§ **Task prompt**: Write out, word for word, every line from the one where "If you would be willing to indicate the gold" occurs to the final line of the entries, and nothing beyond them.

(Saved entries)
☆ ☆ ☆ ☆ ☆

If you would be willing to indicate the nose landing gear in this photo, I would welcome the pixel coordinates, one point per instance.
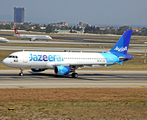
(74, 75)
(21, 72)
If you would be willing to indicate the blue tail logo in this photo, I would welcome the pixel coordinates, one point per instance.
(123, 43)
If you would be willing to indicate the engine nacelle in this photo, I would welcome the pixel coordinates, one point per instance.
(62, 70)
(37, 69)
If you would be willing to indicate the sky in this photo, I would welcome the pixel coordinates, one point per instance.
(94, 12)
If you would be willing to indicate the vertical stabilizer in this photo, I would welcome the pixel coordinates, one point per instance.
(123, 43)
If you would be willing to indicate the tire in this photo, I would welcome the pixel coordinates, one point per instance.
(74, 75)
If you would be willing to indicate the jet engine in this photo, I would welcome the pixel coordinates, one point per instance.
(62, 70)
(37, 69)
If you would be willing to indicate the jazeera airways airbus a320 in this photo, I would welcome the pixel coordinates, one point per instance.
(64, 63)
(32, 37)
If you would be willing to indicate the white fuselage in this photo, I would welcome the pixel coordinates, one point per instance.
(47, 60)
(34, 37)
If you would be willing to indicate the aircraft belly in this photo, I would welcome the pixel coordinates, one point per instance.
(37, 64)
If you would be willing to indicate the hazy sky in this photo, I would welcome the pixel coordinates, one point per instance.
(95, 12)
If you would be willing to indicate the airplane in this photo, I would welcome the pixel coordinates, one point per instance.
(3, 40)
(32, 37)
(64, 63)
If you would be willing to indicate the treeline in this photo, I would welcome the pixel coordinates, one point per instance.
(112, 30)
(74, 29)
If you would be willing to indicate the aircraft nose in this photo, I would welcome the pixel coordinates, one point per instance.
(5, 61)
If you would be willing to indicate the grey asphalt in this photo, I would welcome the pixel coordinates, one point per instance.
(87, 79)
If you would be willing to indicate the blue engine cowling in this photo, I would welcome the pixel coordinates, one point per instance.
(62, 70)
(37, 69)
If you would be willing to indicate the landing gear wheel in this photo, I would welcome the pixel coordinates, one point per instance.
(74, 75)
(20, 74)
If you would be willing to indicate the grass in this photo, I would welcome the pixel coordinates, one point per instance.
(72, 103)
(137, 63)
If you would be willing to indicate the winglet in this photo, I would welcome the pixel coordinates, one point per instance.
(123, 43)
(16, 32)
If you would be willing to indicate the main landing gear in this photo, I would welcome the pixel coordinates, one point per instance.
(21, 72)
(74, 75)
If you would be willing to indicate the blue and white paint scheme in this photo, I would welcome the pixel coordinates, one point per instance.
(64, 63)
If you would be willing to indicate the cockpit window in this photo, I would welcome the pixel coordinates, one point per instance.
(12, 56)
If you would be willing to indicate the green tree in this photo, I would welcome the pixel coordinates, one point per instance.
(49, 29)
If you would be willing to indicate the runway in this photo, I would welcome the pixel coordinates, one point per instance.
(86, 79)
(53, 49)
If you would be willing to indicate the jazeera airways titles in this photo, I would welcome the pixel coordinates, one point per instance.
(121, 49)
(45, 58)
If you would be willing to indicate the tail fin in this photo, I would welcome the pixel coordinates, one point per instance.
(16, 32)
(123, 43)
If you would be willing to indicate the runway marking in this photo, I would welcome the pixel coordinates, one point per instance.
(136, 86)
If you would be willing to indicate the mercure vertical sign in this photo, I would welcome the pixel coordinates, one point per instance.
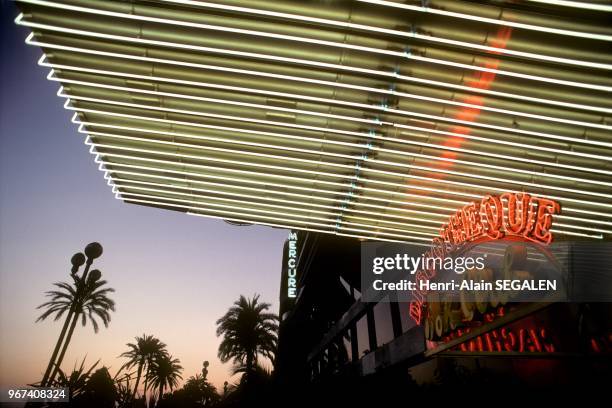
(292, 265)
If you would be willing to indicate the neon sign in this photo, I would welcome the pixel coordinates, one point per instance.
(292, 265)
(510, 216)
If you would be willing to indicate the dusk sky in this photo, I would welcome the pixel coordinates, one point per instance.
(174, 274)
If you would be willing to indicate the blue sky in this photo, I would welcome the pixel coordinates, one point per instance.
(174, 274)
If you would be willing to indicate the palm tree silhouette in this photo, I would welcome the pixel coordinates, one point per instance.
(164, 372)
(248, 331)
(142, 354)
(87, 298)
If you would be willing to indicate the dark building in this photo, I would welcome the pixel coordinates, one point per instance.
(333, 345)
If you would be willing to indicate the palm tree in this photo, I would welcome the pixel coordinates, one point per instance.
(142, 354)
(164, 372)
(87, 298)
(248, 332)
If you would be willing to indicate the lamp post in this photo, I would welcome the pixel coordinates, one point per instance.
(92, 251)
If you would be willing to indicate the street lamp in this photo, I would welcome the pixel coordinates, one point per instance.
(92, 251)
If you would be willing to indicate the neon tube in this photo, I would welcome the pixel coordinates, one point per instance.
(31, 41)
(291, 60)
(308, 40)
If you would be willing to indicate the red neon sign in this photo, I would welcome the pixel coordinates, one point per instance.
(515, 216)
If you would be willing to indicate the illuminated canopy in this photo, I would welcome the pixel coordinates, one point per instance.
(374, 119)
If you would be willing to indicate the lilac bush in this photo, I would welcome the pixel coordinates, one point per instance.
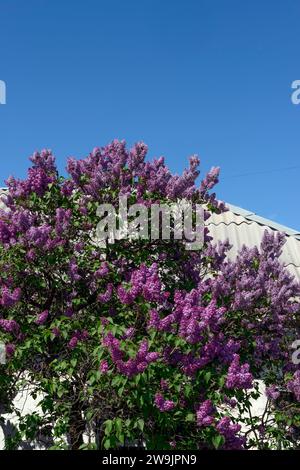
(140, 340)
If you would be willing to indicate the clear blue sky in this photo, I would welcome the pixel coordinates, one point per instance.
(194, 76)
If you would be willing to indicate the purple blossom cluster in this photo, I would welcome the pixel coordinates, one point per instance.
(230, 432)
(42, 317)
(162, 404)
(9, 326)
(200, 312)
(205, 414)
(238, 375)
(10, 298)
(132, 366)
(293, 385)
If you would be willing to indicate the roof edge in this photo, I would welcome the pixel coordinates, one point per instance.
(249, 215)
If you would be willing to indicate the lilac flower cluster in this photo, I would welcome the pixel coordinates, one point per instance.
(230, 432)
(162, 404)
(10, 298)
(144, 282)
(42, 317)
(132, 366)
(293, 385)
(238, 375)
(205, 414)
(9, 326)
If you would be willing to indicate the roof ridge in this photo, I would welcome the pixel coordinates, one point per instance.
(249, 215)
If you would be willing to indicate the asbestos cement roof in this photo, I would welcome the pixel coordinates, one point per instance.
(243, 227)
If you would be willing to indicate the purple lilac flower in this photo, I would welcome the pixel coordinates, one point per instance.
(10, 349)
(205, 413)
(9, 326)
(162, 404)
(272, 392)
(238, 375)
(9, 298)
(73, 342)
(104, 298)
(42, 318)
(104, 366)
(294, 385)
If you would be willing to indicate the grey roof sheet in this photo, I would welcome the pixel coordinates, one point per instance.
(243, 227)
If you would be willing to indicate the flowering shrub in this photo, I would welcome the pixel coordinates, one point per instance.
(140, 340)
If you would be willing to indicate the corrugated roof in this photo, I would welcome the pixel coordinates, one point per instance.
(244, 227)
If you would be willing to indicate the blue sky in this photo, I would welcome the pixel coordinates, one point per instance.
(194, 76)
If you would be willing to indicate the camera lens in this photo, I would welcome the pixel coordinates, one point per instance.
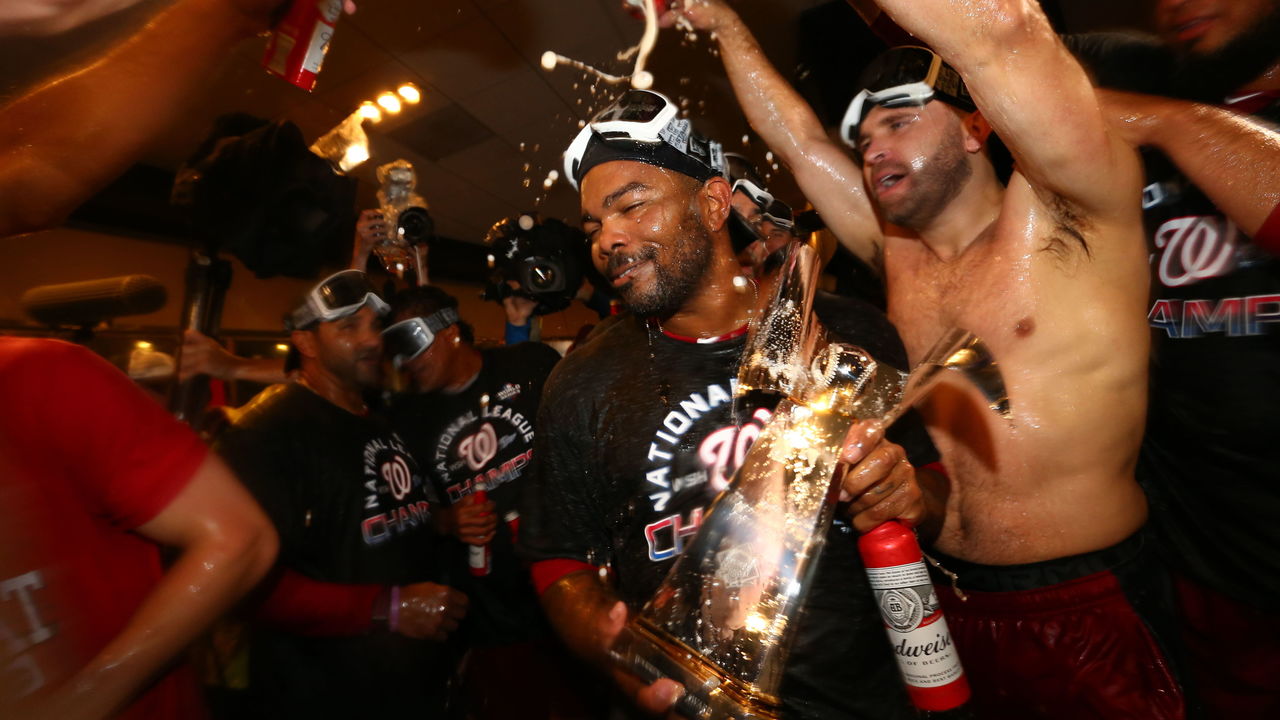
(543, 277)
(415, 224)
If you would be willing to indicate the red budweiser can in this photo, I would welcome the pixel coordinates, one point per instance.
(301, 40)
(913, 618)
(479, 556)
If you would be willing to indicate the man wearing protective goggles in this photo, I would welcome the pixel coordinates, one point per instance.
(1051, 272)
(638, 429)
(352, 605)
(470, 418)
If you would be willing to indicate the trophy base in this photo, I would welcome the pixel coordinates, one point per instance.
(709, 692)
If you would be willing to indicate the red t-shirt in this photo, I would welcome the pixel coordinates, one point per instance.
(85, 458)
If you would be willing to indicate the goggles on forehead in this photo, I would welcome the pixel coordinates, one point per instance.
(755, 192)
(408, 338)
(647, 118)
(904, 77)
(334, 297)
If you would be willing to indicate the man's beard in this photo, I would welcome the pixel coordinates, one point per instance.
(675, 281)
(1211, 77)
(935, 186)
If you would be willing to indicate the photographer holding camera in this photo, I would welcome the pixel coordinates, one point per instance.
(539, 267)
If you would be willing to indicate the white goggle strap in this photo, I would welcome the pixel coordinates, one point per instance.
(913, 94)
(574, 155)
(755, 192)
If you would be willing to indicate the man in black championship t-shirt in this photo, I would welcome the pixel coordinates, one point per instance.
(639, 431)
(469, 419)
(1210, 459)
(351, 624)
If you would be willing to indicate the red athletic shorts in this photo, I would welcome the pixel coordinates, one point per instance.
(1233, 652)
(1065, 638)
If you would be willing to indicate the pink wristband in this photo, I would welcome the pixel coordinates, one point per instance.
(393, 611)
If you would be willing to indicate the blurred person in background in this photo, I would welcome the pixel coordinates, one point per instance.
(95, 478)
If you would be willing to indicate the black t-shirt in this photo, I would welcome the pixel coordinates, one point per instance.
(639, 432)
(485, 433)
(1211, 458)
(350, 506)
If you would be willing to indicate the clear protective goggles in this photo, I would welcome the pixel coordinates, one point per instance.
(334, 297)
(903, 77)
(762, 197)
(406, 340)
(645, 117)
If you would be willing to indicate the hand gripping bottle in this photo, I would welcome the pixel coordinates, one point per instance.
(913, 618)
(301, 40)
(479, 556)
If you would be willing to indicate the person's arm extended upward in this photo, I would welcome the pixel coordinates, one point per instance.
(1034, 95)
(826, 173)
(1233, 159)
(65, 140)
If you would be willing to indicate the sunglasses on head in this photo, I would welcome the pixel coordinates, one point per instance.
(334, 297)
(903, 77)
(406, 340)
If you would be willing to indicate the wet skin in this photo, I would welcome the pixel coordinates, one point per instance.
(1066, 324)
(1207, 26)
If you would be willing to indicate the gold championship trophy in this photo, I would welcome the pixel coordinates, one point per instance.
(721, 623)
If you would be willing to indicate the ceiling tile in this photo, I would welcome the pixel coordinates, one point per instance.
(443, 132)
(400, 27)
(469, 59)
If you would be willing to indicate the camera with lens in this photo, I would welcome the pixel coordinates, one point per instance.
(543, 259)
(415, 226)
(405, 210)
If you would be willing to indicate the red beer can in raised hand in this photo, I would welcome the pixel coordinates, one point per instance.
(301, 40)
(913, 618)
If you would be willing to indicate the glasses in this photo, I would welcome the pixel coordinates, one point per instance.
(901, 77)
(408, 338)
(645, 117)
(334, 297)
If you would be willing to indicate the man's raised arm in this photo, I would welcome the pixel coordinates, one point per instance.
(1233, 159)
(1034, 95)
(826, 173)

☆ ☆ ☆ ☆ ☆

§ **Solution to the problem**:
If you would be willing to indicate the gold championship trophy in this photo, I would welcome the pixel coordinates, one point per instance.
(721, 623)
If you would be willing to indicate the ceiling tile in this photo, I would welcome the pixel coordinates, one point per instance.
(443, 132)
(400, 27)
(469, 59)
If you would be willing to indicate the camera with lens in this photo, I would welcome the pixel coordinates, one point per instance.
(543, 259)
(415, 226)
(405, 210)
If you would be willing to indicate the red beer can in raised hand in this photo, I would welcome the pixel coordinates, one point per instance.
(301, 40)
(913, 618)
If you would be willing to indicate the glasses in this photo, I would welcome the pixel coordinates, one point per instance.
(901, 77)
(408, 338)
(645, 117)
(334, 297)
If you would be willing to indicate the man's raised arm in this photo, I would welcome the pixel coordinates, one point per instance.
(1233, 159)
(1034, 95)
(826, 173)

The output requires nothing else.